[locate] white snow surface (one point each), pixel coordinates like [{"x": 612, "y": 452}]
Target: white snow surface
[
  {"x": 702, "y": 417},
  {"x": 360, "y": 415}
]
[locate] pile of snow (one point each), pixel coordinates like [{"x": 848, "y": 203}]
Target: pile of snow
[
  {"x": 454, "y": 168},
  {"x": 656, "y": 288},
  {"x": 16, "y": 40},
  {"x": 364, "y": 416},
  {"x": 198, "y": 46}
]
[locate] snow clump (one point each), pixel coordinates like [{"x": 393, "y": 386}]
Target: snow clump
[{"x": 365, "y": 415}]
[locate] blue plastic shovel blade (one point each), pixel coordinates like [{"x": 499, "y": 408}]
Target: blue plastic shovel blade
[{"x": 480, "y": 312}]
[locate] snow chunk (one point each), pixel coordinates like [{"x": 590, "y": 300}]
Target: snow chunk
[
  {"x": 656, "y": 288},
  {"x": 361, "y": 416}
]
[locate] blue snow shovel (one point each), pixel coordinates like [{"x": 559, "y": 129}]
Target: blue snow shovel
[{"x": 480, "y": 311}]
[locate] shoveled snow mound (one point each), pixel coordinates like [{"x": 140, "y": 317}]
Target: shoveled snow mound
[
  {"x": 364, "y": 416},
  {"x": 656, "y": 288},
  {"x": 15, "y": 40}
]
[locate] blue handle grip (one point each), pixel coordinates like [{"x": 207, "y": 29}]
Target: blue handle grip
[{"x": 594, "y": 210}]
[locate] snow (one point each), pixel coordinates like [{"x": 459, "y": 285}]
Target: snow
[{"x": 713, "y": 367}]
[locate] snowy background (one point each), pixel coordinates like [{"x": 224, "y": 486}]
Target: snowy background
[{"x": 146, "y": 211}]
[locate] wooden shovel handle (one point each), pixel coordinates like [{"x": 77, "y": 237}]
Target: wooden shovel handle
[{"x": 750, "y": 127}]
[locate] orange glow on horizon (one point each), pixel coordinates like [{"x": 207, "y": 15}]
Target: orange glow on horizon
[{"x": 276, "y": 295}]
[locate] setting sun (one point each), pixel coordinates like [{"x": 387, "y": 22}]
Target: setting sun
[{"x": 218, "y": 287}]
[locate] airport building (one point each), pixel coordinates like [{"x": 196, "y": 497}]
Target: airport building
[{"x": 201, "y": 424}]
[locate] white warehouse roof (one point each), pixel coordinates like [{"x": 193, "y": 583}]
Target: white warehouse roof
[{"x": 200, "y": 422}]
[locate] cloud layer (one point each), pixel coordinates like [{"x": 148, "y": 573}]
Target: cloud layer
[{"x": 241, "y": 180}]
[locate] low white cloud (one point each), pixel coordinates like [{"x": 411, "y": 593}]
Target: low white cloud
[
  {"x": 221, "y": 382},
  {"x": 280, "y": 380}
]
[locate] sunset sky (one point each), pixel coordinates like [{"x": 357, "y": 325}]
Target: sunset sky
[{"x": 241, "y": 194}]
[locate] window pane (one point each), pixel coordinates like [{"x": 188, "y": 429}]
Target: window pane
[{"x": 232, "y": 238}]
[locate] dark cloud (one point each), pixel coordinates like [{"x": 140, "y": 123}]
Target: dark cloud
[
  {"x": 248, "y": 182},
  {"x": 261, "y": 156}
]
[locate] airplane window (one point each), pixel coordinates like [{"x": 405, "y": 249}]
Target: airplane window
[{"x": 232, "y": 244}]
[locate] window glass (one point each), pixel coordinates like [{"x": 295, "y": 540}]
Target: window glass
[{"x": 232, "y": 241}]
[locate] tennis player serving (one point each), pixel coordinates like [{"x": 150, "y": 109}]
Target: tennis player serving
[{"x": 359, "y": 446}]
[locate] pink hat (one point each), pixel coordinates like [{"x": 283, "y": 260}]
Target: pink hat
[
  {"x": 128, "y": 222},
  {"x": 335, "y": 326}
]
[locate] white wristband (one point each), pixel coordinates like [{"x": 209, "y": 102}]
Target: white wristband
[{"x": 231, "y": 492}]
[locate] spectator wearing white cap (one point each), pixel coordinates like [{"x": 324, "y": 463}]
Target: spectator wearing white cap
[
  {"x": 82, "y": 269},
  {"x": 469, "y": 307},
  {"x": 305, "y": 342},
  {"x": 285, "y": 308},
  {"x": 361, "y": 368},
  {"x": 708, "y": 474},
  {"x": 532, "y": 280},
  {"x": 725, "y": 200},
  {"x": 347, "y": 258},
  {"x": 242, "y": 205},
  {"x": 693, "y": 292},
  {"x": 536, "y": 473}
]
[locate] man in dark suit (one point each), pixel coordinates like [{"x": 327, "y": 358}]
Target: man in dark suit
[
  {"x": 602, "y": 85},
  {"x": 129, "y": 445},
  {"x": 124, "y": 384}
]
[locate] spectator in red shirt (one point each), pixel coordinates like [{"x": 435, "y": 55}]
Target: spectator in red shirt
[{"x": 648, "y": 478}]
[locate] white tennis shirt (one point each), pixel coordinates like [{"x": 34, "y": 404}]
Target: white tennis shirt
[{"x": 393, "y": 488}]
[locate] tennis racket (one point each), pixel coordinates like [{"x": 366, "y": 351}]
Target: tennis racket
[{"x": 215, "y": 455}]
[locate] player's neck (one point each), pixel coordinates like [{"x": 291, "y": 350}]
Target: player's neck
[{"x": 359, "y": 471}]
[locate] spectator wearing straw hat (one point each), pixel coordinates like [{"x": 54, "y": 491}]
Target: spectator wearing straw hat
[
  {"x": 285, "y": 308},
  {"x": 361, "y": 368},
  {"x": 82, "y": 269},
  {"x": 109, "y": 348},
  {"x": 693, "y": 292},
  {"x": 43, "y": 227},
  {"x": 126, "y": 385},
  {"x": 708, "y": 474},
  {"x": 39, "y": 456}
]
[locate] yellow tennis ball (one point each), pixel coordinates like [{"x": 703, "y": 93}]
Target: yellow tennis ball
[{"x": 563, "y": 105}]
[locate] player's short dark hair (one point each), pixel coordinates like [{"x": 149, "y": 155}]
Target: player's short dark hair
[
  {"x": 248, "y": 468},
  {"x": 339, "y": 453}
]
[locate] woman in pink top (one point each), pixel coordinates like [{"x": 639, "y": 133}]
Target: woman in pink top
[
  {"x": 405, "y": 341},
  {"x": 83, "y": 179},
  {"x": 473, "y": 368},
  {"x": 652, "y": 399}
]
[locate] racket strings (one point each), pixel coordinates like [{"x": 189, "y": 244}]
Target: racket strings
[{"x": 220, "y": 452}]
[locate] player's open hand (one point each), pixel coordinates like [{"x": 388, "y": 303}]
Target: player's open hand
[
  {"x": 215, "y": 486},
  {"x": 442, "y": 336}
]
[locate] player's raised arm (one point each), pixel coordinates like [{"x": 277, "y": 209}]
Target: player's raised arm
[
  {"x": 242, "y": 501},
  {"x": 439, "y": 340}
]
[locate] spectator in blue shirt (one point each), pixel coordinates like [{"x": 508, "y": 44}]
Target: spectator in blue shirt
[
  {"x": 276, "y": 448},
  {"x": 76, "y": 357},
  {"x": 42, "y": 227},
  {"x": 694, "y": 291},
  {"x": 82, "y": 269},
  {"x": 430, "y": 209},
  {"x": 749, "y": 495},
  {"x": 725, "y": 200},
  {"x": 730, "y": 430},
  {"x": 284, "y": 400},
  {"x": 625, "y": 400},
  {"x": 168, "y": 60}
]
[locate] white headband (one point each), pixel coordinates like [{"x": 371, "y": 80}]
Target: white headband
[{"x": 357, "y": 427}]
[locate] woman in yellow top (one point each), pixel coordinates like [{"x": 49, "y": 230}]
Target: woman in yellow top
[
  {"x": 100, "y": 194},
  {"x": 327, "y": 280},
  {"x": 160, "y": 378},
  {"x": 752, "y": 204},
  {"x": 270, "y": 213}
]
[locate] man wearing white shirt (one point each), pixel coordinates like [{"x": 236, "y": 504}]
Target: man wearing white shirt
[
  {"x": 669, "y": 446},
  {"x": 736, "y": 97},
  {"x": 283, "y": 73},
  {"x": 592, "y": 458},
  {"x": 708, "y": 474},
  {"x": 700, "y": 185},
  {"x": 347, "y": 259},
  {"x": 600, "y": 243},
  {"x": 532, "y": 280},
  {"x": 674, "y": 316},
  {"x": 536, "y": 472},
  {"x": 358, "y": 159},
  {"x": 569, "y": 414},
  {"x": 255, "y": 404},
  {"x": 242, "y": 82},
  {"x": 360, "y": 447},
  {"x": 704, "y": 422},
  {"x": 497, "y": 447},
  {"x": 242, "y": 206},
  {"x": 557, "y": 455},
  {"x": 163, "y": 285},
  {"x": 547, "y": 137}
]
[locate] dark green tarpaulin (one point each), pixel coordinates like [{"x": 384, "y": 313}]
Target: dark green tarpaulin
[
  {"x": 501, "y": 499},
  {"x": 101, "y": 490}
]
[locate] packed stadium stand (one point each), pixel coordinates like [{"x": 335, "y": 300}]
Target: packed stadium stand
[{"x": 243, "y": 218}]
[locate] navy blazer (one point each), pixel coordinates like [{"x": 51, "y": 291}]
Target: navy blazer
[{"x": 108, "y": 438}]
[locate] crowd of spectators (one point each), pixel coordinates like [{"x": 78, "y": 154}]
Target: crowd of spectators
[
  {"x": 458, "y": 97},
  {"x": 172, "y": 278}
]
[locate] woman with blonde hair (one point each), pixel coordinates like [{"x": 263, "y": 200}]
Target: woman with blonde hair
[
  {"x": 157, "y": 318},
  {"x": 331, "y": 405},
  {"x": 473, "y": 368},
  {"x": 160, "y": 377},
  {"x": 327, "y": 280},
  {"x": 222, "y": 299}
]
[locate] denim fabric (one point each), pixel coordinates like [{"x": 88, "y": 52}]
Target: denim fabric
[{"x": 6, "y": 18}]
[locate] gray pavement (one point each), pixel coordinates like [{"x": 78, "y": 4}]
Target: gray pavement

┄┄┄┄┄┄┄┄┄┄┄┄┄┄┄┄┄┄┄┄

Given exercise: Please return, word for word, the part of the items that opens with the line containing "[locate] denim fabric" and runs through the final line of the items.

Output for this task:
[locate] denim fabric (one point each), pixel coordinates like [{"x": 88, "y": 52}]
Target: denim fabric
[{"x": 6, "y": 18}]
[locate] gray pavement (one point each), pixel coordinates like [{"x": 78, "y": 4}]
Target: gray pavement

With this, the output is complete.